◆ **TAREA SOLICITADA**
Repite todas las líneas de los datos que aparecen a continuación tal como están, sin cambiar nada.

***** DATOS PROPORCIONADOS

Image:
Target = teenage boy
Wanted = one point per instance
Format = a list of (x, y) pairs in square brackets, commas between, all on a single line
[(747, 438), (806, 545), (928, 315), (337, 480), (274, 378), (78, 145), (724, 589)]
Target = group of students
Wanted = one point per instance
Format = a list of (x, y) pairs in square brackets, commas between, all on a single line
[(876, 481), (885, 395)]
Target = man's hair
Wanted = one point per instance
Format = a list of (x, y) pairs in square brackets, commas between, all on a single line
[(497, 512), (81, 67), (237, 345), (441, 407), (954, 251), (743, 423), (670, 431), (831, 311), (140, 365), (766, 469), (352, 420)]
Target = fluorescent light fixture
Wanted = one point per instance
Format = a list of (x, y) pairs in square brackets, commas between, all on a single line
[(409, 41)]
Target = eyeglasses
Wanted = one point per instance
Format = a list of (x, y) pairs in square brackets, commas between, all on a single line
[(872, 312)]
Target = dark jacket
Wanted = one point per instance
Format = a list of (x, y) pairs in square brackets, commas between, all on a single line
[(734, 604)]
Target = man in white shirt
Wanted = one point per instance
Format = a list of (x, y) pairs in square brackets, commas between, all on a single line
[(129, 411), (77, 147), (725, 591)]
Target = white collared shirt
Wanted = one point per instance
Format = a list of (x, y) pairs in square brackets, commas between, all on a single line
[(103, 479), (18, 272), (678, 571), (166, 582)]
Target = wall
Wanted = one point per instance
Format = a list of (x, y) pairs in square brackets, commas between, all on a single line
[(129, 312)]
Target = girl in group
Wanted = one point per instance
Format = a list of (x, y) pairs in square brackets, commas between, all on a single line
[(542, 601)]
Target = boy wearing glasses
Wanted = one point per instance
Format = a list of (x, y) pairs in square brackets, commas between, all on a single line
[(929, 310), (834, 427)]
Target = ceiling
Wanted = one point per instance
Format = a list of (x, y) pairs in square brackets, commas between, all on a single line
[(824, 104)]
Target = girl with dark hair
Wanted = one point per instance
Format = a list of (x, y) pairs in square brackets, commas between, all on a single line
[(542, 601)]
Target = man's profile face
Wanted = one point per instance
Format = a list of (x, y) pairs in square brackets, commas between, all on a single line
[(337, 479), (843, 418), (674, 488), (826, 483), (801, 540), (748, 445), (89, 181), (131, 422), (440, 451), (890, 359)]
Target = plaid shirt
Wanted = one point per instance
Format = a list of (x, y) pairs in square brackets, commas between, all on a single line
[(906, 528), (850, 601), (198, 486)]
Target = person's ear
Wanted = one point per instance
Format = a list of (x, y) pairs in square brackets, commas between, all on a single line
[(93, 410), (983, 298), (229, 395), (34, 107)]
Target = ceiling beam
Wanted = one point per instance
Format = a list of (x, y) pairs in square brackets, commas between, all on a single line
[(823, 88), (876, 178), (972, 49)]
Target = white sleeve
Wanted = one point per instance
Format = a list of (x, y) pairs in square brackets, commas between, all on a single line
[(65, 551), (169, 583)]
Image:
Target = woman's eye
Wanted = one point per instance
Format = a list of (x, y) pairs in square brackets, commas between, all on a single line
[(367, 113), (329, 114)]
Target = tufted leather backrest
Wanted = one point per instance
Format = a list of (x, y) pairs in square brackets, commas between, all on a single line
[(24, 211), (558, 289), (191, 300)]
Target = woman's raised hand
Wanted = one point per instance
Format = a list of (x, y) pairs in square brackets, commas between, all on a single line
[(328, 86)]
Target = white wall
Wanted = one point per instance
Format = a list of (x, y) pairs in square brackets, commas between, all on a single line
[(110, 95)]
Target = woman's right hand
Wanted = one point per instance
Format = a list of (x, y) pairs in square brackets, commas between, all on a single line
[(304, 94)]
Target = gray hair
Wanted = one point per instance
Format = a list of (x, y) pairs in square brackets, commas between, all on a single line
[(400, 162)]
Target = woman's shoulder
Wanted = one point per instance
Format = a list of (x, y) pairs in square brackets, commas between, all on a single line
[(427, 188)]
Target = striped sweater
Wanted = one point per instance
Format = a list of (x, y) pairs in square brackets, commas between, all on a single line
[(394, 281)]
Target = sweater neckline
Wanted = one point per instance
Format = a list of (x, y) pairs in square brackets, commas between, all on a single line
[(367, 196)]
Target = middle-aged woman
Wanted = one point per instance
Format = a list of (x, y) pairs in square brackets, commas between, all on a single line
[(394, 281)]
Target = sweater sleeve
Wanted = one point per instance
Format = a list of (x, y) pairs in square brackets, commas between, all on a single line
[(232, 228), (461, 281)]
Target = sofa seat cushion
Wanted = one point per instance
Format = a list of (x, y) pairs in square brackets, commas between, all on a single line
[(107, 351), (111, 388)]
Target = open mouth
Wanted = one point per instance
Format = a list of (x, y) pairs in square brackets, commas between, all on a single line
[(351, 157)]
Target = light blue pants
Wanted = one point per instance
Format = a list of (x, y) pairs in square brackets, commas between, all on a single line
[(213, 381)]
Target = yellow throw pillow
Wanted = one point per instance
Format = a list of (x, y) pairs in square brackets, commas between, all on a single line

**********

◆ **RESPUESTA A LA TAREA**
Image:
Target = teenage boy
Wanted = one point per instance
Format = a list of (x, y) pairs in square brackets, commas between, all on a single line
[(747, 438), (806, 545), (928, 315), (337, 480), (274, 378), (78, 145), (724, 589)]
Target = group of students
Wanted = one point per instance
Format = a list of (x, y) pairs in square brackets, commas between, all on a single line
[(876, 481), (885, 395)]
Target = man's hair
Wanted = one point per instance
Format = a list of (x, y) pairs in square brackets, commas between, all on a single line
[(497, 512), (81, 67), (237, 345), (441, 407), (954, 251), (743, 423), (670, 431), (831, 311), (140, 365), (766, 469), (352, 420)]
Target = fluorescent light fixture
Wanted = one point per instance
Format = a list of (x, y) pairs in square brackets, commas between, all on a single line
[(409, 41)]
Target = eyeglasses
Wanted = one point per instance
Format = a list of (x, y) pairs in square brackets, commas between, all on a single line
[(872, 312)]
Target = dark jacket
Wanted = one point per instance
Format = a list of (x, y) pairs in square brackets, commas between, all on a single line
[(734, 604)]
Target = man in white shirt
Wanted = one point per instance
Format = a list of (x, y) pairs in square brackets, commas between, all on a single line
[(129, 411), (77, 147), (725, 591)]
Target = white collared shirt
Wanted = one point per instance
Format = a list of (x, y) pairs in square brackets, commas between, all on a single line
[(103, 479), (18, 272), (678, 571), (166, 582)]
Target = wall
Wanted = one point per instance
Format = a list of (x, y) pairs in square brackets, commas between, all on a single line
[(129, 312)]
Target = girl in group
Wanted = one point per instance
Format = a list of (x, y) pairs in square brackets, commas between, all on a single line
[(542, 601)]
Target = boy wearing glasses
Wanted = one point per instance
Format = a list of (x, y) pairs in square brackets, commas between, all on a single line
[(929, 310), (834, 427)]
Target = ceiling
Wanted = one point per instance
Format = a list of (x, y) pairs in square brackets, commas between, all on a single line
[(824, 104)]
Target = girl with dark hair
Wanted = one point per instance
Format = a list of (x, y) pairs in square brackets, commas between, all on a single line
[(542, 601)]
Target = man's profile face
Wanted = one point per instance
Format = a list of (x, y) pairs in square brackets, commas between, all on a single line
[(337, 479), (843, 418), (674, 488), (826, 483), (801, 540), (748, 445), (89, 181), (131, 422), (440, 451), (890, 359)]
Target = plaid shirt
Wanted = one point per instance
Format = a list of (x, y) pairs in square brackets, commas between, all on a single line
[(906, 528), (850, 601), (198, 486)]
Target = person's ear
Wanted = one point per instance
Format = a list of (x, y) pairs in square brackets, commas between, all on a single line
[(93, 410), (983, 298), (229, 395), (34, 107)]
Target = ceiling beam
Wanted = one point per instance
Format = a list of (x, y) pairs in square brackets, commas between, all on a single line
[(823, 88), (876, 178), (972, 49)]
Target = white sleeve
Wanted = one point per instance
Format = a list of (x, y) pairs in square brackets, commas between, all on a single line
[(65, 551), (169, 583)]
Image:
Target = woman's eye
Wanted = one point per instance
Format = a list of (x, y) pairs in square brackets, commas between, all on a single line
[(367, 113), (329, 114)]
Target = tufted leather backrest
Wanted = one point per instance
Format = a list of (x, y) pairs in square brackets, commas between, all on a single line
[(24, 211), (558, 289), (191, 300)]
Target = woman's raised hand
Wanted = one point per instance
Format = a list of (x, y) pairs in square brackets, commas between, all on a single line
[(328, 86)]
Target = white wall
Wanted = one point per instance
Format = a list of (x, y) pairs in square brackets, commas between, all on a single line
[(110, 95)]
Target = woman's right hand
Wanted = one point per instance
Format = a list of (x, y) pairs in square brackets, commas between, all on a single line
[(304, 94)]
Target = gray hair
Wanted = one point per instance
Format = a list of (x, y) pairs in square brackets, commas between, all on a single line
[(400, 162)]
Target = woman's shoulder
Wanted = one point per instance
Format = a list of (x, y) pairs in square brackets, commas between, all on a single line
[(427, 188)]
Target = striped sweater
Wanted = one point per instance
Format = a list of (x, y) pairs in square brackets, commas between, all on a single line
[(394, 281)]
Target = sweater neckline
Wanted = one point per instance
Format = a list of (x, y) pairs in square brackets, commas between, all on a single line
[(367, 196)]
Target = middle-aged woman
Wanted = one point per instance
Format = a list of (x, y) pairs in square brackets, commas between, all on a single line
[(394, 281)]
Target = sweater sleeve
Wanted = one point per instance
Format = a list of (x, y) pairs in square brackets, commas between, all on a single line
[(232, 228), (461, 281)]
Target = sofa seat cushion
Wanted = one point per instance
Format = a list of (x, y) pairs in square brackets, commas between, all on a single line
[(107, 351), (111, 388)]
Target = open mouth
Wanted = one point per instance
Format = a list of (x, y) pairs in square brackets, commas between, all on a single line
[(351, 157)]
Target = light blue pants
Wanted = one point per instance
Format = a list of (x, y) pairs in square brackets, commas between, all on a single line
[(213, 381)]
Target = yellow throw pillow
Wanted = one point per instance
Format = a list of (x, y) pairs in square brackets, commas between, all on a single line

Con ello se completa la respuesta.